= Provided data =
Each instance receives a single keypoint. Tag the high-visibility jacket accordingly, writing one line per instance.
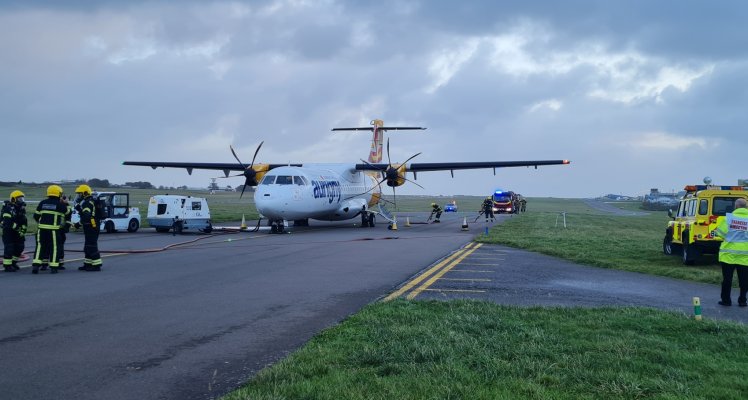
(733, 229)
(51, 213)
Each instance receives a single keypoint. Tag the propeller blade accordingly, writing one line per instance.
(389, 163)
(368, 163)
(411, 157)
(256, 151)
(235, 156)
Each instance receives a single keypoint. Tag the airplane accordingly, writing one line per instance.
(332, 191)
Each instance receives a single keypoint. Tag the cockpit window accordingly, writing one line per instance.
(284, 180)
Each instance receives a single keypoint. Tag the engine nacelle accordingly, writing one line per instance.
(395, 175)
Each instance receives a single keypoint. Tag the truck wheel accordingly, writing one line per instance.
(669, 248)
(690, 251)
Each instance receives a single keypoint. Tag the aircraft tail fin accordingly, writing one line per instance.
(378, 129)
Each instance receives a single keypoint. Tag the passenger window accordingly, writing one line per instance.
(283, 180)
(703, 207)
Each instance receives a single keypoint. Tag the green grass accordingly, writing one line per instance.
(478, 350)
(593, 238)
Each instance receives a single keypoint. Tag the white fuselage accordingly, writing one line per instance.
(329, 192)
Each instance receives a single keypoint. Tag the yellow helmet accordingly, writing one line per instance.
(84, 189)
(15, 194)
(54, 191)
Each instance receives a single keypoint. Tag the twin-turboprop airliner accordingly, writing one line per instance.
(332, 192)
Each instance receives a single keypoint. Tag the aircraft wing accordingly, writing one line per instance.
(189, 166)
(451, 166)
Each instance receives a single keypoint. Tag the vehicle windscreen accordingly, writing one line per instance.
(723, 205)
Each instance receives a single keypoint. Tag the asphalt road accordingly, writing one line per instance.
(198, 319)
(511, 276)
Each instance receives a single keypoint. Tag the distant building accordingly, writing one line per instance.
(657, 200)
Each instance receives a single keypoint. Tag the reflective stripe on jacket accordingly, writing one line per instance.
(734, 230)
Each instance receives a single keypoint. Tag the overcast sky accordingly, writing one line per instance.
(637, 94)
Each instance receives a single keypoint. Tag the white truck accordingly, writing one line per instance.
(117, 211)
(180, 213)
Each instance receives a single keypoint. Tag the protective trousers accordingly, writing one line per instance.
(91, 247)
(47, 241)
(9, 249)
(727, 271)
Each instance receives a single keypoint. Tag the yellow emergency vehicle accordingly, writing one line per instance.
(690, 233)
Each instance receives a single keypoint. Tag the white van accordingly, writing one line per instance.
(166, 212)
(117, 213)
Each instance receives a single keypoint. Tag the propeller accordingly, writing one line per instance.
(249, 173)
(390, 175)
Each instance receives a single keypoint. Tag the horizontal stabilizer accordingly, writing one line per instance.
(384, 128)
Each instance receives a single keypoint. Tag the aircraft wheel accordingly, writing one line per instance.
(133, 225)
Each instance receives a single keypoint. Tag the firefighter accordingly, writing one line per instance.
(50, 215)
(64, 229)
(14, 230)
(436, 213)
(90, 220)
(488, 208)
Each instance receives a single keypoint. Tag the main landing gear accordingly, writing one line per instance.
(367, 219)
(276, 226)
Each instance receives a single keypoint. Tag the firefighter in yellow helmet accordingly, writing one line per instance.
(436, 213)
(86, 206)
(487, 207)
(50, 215)
(14, 224)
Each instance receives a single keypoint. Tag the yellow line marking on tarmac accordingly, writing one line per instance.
(426, 274)
(466, 279)
(469, 263)
(439, 274)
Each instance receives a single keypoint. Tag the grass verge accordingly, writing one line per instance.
(477, 350)
(631, 243)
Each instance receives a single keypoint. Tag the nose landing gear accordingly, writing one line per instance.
(277, 226)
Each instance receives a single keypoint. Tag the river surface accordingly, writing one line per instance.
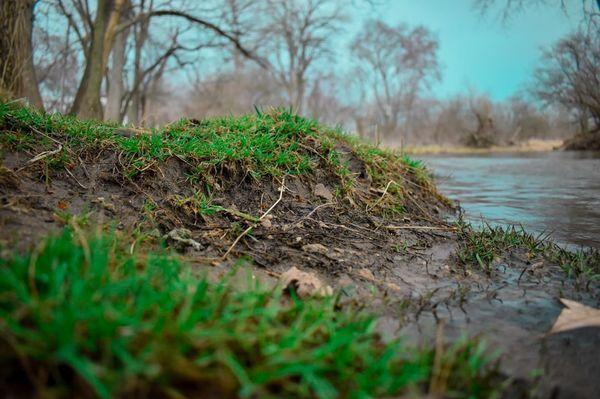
(557, 192)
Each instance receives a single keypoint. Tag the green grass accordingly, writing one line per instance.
(82, 316)
(480, 247)
(265, 144)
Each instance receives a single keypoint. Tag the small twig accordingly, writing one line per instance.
(253, 225)
(74, 178)
(307, 216)
(382, 195)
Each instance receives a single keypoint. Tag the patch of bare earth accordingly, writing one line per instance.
(402, 268)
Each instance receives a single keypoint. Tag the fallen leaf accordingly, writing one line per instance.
(575, 315)
(304, 284)
(321, 191)
(366, 274)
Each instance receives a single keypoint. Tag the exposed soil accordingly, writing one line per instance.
(418, 283)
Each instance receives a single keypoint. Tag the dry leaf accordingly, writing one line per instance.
(575, 315)
(315, 248)
(366, 274)
(321, 191)
(305, 284)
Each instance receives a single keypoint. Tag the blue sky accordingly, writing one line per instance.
(481, 51)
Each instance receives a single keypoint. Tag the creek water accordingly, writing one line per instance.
(554, 192)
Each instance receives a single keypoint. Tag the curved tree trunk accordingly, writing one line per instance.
(87, 100)
(17, 74)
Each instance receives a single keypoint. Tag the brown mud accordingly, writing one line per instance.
(403, 268)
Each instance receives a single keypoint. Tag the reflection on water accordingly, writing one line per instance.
(555, 192)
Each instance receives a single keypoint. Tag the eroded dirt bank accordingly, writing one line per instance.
(402, 264)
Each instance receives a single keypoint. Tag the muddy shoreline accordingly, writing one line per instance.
(404, 267)
(410, 263)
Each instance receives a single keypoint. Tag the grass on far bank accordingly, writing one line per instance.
(531, 145)
(81, 316)
(481, 246)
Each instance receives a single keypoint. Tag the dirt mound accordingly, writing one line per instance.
(348, 195)
(286, 192)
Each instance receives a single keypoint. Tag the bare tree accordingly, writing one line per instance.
(395, 64)
(570, 76)
(299, 33)
(590, 8)
(87, 99)
(17, 73)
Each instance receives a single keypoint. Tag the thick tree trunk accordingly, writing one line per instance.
(115, 79)
(87, 100)
(17, 74)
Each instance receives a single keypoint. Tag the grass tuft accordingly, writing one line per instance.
(480, 247)
(266, 144)
(83, 317)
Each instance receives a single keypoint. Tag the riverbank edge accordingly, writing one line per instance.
(533, 145)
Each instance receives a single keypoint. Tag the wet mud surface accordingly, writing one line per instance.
(402, 268)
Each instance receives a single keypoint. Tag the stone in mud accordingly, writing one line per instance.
(321, 191)
(304, 284)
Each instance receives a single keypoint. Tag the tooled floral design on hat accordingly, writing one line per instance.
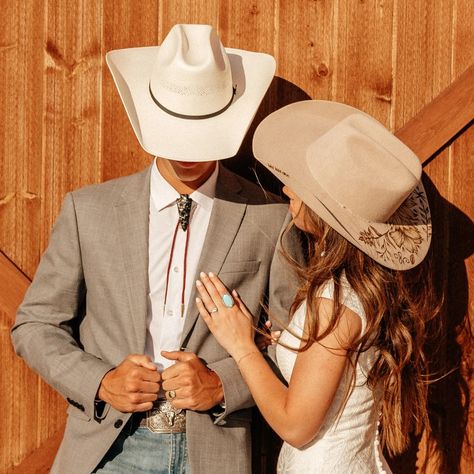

= Description of the task =
For this exercise, the lines from the one containing "Each instance receives a single keypoint. Tag the wet" through the last line of the entries above are to be output exactly, both included, and pictures are skipped.

= Expected answer =
Each instance receives a single keypoint. Tag the wet mud surface accordingly, writing one line per instance.
(402, 268)
Each instance receives a single keypoint. Tag the stone in mud accordingly, writing one line per instance.
(321, 191)
(304, 284)
Each instance receives a single keypoint. Tag the tooled floral design on hat accordingly, writing one line per instance.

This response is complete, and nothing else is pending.